━━━ PROVIDED TEXT
Less than a year after his release from prison, former Black Liberation Army member Dr. Mutulu Shakur has died. He was 72.
Mutulu Shakur was a former member of the Black Liberation Army, sentenced to sixty years in prison for his involvement in a 1981 robbery of a Brinks armored truck in which a guard and two police officers were murdered.
During the late sixties, Dr. Shakur was politically active and worked with the Revolutionary Action Movement (RAM), a Black Nationalist group that struggled for Black self-determination and socialist change in America. He was a member of the Provisional Government of the Republic of New Afrika, which endorsed the founding of an independent New Afrikan (Black) Republic and the establishment of an independent Black state in the southern U.S. Dr. Shakur also worked very closely with the Black Panther Party, supporting Lumumba and Zayd Shakur.
━━━━━━
━━━ MATERIAL PROVIDED
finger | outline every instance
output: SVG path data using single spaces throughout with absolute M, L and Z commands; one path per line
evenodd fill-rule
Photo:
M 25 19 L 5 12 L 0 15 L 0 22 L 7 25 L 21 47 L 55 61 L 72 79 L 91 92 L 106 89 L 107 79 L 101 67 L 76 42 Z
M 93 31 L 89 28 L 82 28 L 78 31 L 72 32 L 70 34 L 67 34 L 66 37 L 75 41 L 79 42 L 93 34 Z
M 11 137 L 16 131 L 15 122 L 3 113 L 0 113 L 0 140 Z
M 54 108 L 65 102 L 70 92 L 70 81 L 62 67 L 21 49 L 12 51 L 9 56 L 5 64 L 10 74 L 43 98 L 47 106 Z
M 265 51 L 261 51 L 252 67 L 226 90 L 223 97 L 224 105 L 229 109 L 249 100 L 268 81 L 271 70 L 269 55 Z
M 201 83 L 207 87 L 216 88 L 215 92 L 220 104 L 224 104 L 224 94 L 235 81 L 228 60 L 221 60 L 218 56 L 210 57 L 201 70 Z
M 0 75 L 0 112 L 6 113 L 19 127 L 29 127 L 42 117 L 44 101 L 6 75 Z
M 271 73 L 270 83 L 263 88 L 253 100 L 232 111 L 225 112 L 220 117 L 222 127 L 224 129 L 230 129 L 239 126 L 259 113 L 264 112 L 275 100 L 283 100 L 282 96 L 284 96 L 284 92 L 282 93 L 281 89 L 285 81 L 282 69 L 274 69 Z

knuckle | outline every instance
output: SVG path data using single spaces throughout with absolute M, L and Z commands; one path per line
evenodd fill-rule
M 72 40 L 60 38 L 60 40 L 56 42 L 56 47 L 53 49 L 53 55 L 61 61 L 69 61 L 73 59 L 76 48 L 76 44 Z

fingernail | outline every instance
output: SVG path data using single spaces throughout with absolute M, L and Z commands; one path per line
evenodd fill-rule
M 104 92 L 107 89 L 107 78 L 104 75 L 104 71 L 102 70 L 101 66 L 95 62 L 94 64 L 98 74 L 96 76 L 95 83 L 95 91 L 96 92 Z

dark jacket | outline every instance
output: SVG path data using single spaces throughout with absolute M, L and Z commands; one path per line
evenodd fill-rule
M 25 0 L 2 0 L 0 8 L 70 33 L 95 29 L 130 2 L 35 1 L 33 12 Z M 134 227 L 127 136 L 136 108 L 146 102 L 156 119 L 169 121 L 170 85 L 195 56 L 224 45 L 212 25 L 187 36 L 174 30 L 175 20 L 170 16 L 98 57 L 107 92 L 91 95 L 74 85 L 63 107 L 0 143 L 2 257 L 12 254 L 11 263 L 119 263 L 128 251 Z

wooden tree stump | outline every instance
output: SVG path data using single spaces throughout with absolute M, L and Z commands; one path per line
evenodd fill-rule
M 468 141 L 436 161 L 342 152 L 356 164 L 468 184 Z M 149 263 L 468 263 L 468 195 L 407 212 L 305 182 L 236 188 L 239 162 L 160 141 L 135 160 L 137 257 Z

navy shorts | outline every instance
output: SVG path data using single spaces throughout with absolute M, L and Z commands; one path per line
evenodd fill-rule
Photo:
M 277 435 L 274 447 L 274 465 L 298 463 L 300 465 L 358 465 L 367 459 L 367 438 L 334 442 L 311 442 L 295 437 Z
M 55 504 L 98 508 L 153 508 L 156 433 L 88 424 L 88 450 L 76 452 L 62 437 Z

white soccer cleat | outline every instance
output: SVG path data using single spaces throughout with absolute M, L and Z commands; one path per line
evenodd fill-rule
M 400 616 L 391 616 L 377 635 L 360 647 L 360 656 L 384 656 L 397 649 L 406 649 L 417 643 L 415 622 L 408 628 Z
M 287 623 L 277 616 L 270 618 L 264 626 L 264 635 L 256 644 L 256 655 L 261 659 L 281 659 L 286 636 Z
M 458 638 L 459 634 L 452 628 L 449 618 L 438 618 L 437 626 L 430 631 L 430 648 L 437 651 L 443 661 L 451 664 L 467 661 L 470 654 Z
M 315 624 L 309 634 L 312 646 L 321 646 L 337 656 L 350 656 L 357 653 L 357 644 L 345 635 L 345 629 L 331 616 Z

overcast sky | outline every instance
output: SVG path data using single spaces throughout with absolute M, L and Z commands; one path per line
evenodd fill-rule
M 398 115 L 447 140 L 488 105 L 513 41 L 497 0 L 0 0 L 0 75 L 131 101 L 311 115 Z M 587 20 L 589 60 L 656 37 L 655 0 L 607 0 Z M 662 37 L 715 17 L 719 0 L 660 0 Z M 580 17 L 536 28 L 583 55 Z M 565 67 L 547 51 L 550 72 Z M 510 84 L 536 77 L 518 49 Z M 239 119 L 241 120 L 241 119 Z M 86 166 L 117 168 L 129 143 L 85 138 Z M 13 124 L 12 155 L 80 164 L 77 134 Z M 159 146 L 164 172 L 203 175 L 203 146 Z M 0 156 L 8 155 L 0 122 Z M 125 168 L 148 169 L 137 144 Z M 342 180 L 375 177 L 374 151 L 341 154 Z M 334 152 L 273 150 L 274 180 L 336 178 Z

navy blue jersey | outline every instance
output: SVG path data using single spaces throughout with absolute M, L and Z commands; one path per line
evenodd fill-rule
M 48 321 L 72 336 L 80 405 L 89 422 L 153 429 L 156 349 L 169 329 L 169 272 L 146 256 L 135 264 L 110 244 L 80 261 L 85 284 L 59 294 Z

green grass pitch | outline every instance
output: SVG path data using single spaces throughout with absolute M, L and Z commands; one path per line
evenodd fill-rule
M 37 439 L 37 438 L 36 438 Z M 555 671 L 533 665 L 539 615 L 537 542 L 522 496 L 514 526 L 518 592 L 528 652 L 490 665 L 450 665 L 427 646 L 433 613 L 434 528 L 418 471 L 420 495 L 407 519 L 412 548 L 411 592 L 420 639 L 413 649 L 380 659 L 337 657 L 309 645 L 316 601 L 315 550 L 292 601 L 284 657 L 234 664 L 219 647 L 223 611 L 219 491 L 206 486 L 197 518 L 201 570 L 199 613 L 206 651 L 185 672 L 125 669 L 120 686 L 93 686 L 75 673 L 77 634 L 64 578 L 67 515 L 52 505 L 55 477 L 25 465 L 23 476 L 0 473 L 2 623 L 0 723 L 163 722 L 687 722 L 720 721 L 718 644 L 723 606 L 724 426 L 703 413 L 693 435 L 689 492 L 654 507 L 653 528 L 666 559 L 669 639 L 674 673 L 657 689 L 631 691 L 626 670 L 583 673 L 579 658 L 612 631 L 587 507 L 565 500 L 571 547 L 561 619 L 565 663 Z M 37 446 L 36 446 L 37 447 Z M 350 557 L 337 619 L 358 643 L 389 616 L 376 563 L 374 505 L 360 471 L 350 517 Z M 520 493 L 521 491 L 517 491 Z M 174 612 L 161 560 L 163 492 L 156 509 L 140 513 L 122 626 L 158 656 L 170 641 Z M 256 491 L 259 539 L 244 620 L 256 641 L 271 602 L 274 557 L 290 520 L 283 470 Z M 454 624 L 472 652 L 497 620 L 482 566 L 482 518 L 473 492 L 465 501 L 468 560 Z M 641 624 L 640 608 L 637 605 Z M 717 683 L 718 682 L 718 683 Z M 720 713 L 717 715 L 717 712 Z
━━━━━━
In the text about Mutulu Shakur, how many years in prison was he sentenced to for his involvement in the 1981 Brinks armored truck robbery?

* ANSWER FOR THE TASK *
Sixty years.